----- Exercise data
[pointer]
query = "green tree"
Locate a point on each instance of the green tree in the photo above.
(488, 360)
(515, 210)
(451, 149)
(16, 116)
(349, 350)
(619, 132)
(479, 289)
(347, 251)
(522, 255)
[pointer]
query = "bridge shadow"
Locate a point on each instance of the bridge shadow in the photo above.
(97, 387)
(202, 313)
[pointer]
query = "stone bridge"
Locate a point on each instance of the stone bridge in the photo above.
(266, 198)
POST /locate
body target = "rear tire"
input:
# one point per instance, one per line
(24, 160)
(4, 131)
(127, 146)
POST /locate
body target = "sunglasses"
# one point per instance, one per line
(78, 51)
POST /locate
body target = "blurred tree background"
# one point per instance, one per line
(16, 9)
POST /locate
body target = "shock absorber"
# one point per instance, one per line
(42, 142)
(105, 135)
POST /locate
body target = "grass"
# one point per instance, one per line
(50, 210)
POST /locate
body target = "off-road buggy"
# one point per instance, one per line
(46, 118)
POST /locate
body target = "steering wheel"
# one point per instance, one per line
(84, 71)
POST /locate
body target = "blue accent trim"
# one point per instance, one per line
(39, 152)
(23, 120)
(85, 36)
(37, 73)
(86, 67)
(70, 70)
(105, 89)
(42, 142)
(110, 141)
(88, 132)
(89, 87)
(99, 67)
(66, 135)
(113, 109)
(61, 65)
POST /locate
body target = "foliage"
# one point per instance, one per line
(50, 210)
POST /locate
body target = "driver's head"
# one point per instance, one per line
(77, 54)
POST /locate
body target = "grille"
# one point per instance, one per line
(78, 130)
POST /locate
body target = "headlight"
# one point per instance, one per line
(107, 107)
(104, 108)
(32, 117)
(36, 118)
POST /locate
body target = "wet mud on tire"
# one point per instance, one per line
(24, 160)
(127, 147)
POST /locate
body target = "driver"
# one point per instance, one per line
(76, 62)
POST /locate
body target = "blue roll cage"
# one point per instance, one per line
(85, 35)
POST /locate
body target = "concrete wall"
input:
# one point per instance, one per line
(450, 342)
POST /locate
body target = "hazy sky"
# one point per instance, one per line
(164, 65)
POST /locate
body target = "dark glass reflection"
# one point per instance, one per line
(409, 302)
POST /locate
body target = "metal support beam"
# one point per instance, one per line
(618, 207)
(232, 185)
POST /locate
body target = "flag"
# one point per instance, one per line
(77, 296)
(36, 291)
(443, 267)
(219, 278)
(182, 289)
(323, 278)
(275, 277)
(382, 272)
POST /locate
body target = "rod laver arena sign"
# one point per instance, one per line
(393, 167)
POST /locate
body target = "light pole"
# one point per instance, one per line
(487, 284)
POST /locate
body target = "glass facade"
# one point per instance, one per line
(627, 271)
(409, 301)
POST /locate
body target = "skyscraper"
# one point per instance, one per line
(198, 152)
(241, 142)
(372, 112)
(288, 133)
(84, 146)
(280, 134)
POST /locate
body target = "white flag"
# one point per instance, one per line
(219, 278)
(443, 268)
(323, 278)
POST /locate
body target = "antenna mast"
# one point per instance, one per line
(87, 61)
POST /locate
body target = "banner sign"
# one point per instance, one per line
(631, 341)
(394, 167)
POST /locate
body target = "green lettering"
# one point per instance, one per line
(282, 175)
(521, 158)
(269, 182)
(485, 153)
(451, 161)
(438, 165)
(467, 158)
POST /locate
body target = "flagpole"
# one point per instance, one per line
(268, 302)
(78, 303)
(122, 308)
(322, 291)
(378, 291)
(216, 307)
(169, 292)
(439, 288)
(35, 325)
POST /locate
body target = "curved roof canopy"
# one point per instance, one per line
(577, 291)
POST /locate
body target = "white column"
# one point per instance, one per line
----------
** Task goal **
Show all lines in the entries above where the word "tire" appears.

** Answer to the exercise **
body target = "rear tire"
body target = "wet mud on tire"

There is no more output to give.